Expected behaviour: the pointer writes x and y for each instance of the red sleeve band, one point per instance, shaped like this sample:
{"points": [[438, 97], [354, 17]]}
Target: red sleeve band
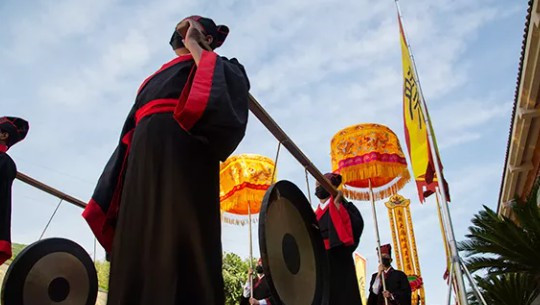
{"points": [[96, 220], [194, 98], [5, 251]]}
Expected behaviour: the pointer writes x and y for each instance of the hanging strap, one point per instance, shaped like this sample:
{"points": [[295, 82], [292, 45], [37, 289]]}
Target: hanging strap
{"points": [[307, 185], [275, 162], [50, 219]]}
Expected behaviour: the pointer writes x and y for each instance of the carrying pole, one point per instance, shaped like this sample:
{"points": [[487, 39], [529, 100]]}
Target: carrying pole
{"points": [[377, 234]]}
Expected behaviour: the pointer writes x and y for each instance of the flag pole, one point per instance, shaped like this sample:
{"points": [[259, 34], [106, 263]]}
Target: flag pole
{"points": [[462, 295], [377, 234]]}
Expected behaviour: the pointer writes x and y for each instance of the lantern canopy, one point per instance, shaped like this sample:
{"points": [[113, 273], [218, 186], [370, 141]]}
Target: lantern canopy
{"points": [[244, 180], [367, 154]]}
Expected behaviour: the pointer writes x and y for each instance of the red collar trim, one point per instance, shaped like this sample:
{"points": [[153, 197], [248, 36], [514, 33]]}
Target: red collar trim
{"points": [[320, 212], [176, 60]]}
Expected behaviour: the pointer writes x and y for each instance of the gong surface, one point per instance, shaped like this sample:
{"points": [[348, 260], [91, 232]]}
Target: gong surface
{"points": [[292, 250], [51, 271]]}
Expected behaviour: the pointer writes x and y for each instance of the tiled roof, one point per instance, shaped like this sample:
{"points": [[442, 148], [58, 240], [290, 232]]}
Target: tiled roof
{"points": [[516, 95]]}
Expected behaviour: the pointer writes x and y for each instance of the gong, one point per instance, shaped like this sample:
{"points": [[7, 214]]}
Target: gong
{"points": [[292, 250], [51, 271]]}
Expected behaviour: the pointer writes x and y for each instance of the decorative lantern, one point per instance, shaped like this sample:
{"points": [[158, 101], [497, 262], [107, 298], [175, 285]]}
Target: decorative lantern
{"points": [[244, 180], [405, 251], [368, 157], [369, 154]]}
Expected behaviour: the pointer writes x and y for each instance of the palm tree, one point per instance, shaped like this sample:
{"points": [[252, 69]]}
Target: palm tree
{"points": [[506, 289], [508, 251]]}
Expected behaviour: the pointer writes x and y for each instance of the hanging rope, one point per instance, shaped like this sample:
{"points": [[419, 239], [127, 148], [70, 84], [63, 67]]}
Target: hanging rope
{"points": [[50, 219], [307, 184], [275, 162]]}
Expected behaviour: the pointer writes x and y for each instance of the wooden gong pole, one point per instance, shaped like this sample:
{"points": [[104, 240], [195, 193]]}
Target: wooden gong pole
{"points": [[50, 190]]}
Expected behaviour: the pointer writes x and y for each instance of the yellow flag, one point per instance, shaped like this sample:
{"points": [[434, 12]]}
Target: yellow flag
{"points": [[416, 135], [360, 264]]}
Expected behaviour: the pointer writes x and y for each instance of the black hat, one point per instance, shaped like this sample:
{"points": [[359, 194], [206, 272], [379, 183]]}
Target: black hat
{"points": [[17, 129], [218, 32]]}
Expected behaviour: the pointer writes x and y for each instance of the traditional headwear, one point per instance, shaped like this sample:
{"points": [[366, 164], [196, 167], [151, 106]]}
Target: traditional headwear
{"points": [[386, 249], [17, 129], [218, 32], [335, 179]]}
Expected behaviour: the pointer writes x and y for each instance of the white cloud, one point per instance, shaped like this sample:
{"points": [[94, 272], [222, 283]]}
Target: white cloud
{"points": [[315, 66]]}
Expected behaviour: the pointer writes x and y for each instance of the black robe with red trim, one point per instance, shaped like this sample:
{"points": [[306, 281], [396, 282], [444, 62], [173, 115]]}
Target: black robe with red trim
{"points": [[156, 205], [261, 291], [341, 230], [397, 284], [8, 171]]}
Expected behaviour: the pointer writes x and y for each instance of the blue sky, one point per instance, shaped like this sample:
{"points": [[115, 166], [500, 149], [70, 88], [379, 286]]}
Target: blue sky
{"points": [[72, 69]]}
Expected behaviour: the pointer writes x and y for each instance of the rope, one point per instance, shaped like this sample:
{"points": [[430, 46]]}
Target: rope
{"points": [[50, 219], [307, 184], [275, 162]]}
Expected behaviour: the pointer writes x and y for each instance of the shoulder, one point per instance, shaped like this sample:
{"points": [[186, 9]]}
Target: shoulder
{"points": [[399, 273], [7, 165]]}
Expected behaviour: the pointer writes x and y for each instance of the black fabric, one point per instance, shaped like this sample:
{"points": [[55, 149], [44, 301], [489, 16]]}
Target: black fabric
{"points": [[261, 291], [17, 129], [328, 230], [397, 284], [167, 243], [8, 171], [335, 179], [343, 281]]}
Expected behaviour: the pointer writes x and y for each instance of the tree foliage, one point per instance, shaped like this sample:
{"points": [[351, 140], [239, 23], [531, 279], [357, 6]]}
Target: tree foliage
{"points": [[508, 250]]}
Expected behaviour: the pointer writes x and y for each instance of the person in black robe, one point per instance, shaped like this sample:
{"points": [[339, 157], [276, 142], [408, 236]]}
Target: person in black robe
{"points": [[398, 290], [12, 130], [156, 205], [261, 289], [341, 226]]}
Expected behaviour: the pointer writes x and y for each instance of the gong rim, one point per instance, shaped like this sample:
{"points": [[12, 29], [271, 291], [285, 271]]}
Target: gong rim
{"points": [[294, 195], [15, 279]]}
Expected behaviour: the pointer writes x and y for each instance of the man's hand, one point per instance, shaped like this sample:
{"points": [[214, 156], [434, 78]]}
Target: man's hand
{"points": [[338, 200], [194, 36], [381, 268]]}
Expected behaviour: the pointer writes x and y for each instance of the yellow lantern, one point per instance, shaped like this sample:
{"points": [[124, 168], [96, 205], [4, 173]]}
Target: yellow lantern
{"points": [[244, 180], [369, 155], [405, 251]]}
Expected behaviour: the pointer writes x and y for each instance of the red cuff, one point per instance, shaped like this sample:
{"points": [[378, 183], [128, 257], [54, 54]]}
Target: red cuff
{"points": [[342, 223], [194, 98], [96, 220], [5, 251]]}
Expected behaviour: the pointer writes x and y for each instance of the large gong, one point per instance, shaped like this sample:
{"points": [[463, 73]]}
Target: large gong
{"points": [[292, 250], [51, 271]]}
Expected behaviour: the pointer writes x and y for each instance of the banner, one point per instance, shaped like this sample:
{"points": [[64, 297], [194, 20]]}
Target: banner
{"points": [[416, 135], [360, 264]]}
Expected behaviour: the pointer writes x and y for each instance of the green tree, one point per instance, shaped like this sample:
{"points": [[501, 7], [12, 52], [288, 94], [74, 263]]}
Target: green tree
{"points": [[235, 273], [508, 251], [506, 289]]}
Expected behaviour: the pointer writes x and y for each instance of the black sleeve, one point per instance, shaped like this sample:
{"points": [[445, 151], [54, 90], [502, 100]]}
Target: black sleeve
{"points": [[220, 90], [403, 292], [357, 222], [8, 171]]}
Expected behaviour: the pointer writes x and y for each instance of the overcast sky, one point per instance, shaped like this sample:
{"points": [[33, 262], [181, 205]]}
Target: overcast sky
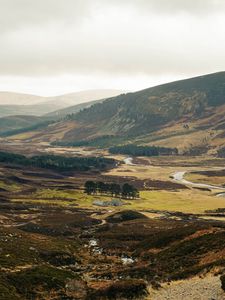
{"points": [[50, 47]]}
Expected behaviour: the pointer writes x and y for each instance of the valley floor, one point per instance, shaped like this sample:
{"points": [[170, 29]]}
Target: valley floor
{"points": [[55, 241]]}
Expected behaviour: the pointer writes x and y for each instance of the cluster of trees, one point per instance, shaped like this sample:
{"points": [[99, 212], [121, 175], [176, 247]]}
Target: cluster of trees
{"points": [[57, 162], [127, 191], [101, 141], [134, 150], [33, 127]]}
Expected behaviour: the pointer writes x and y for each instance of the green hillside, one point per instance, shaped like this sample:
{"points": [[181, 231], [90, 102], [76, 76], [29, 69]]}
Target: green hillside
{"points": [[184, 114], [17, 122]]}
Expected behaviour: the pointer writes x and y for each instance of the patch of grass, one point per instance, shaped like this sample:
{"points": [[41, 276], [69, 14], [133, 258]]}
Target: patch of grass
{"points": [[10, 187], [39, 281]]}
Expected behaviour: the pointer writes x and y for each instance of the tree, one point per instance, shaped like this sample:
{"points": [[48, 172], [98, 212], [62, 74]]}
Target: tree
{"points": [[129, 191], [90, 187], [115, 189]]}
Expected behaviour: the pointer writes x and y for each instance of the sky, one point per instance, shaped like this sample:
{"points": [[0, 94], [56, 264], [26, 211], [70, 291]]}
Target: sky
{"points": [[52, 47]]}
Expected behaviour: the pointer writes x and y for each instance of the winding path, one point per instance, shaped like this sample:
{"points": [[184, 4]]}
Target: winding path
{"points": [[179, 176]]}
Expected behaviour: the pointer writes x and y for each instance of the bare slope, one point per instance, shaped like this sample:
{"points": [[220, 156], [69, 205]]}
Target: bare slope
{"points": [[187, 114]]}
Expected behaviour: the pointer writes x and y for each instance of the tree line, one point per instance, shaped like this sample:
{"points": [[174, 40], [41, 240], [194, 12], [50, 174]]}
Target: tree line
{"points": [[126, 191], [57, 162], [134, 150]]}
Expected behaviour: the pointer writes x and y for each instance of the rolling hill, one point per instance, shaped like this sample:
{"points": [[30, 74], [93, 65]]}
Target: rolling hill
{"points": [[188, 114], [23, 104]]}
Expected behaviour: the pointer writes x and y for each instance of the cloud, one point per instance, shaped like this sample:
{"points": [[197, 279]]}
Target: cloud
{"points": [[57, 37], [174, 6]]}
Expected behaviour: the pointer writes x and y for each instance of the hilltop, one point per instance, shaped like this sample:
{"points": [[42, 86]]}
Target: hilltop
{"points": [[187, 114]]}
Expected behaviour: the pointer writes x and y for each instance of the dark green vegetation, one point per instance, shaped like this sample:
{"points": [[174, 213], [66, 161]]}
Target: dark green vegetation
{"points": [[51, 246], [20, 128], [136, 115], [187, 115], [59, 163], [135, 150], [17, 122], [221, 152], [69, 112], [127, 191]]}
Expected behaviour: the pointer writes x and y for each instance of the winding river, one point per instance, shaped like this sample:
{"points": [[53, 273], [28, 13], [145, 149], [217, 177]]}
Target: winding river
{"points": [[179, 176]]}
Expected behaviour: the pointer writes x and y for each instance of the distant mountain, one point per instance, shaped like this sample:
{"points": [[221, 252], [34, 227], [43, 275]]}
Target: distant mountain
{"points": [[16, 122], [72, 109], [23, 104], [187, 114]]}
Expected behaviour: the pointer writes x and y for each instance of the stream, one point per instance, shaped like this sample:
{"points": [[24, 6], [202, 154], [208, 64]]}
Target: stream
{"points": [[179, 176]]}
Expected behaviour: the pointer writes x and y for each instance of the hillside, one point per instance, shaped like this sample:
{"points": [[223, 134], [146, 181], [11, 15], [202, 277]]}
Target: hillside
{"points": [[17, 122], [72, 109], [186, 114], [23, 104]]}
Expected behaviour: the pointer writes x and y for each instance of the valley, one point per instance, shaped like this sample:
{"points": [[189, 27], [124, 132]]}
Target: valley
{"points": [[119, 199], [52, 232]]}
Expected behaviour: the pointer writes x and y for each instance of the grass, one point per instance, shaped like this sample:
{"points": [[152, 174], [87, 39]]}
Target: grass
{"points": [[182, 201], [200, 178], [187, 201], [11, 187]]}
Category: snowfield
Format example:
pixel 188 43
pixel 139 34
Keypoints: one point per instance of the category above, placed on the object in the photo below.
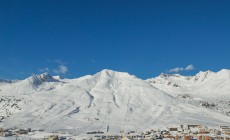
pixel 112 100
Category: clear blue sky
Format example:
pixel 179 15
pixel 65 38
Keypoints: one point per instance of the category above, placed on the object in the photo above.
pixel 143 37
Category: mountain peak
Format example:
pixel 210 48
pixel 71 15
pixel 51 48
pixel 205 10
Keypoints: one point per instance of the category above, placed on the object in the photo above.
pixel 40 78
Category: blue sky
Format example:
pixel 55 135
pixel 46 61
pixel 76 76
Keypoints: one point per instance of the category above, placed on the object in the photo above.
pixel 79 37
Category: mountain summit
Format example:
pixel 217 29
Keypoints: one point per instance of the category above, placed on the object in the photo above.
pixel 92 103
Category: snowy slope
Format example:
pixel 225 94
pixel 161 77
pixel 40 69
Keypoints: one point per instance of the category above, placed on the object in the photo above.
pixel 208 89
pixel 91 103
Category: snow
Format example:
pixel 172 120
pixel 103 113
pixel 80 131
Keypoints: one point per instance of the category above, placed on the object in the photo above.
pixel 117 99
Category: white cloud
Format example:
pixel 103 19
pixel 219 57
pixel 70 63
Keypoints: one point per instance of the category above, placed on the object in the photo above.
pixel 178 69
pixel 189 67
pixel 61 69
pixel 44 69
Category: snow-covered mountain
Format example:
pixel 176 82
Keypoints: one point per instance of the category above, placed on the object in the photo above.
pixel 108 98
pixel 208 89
::::::::
(What you are asked to do)
Reproduce the lines of the listing exactly, starting at the one that contains "Category: snowfield" and continuing through the final line, but leave out the pictures.

(Task answer)
Category: snowfield
Format example:
pixel 188 43
pixel 139 34
Keypoints: one point per instance of the category above, placed on the object in the photo below.
pixel 112 100
Category: clear blue sky
Format example:
pixel 179 15
pixel 65 38
Keypoints: one point per instance of the category above, placed on the object in the photo above.
pixel 143 37
Category: mountain peak
Format example:
pixel 210 48
pixel 71 15
pixel 51 48
pixel 205 10
Keypoints: one point per instance of the category above, placed on the object in the photo above.
pixel 40 78
Category: blue sky
Format example:
pixel 55 135
pixel 46 61
pixel 76 76
Keypoints: one point per instance of the category above, placed on the object in the photo above.
pixel 79 37
Category: mountain summit
Format example:
pixel 217 29
Keypoints: one point per instance of the category above, placed on the object in the photo above.
pixel 92 103
Category: snowy slope
Format example:
pixel 225 94
pixel 161 77
pixel 40 69
Keypoints: one point per instance of the category above, placed on the object in the photo above.
pixel 208 89
pixel 91 103
Category: snow
Format example:
pixel 172 120
pixel 103 113
pixel 80 131
Keypoints: one point per instance of the category above, placed on the object in the photo above.
pixel 117 99
Category: white cloud
Format example:
pixel 103 19
pixel 219 57
pixel 70 63
Keypoints: one point per instance of the category above, placed on the object in the photo above.
pixel 178 69
pixel 189 67
pixel 61 69
pixel 44 69
Category: snow-covered mountain
Format example:
pixel 176 82
Keypoints: one point per instance of the category above, placed on the object in the photo above.
pixel 108 98
pixel 208 89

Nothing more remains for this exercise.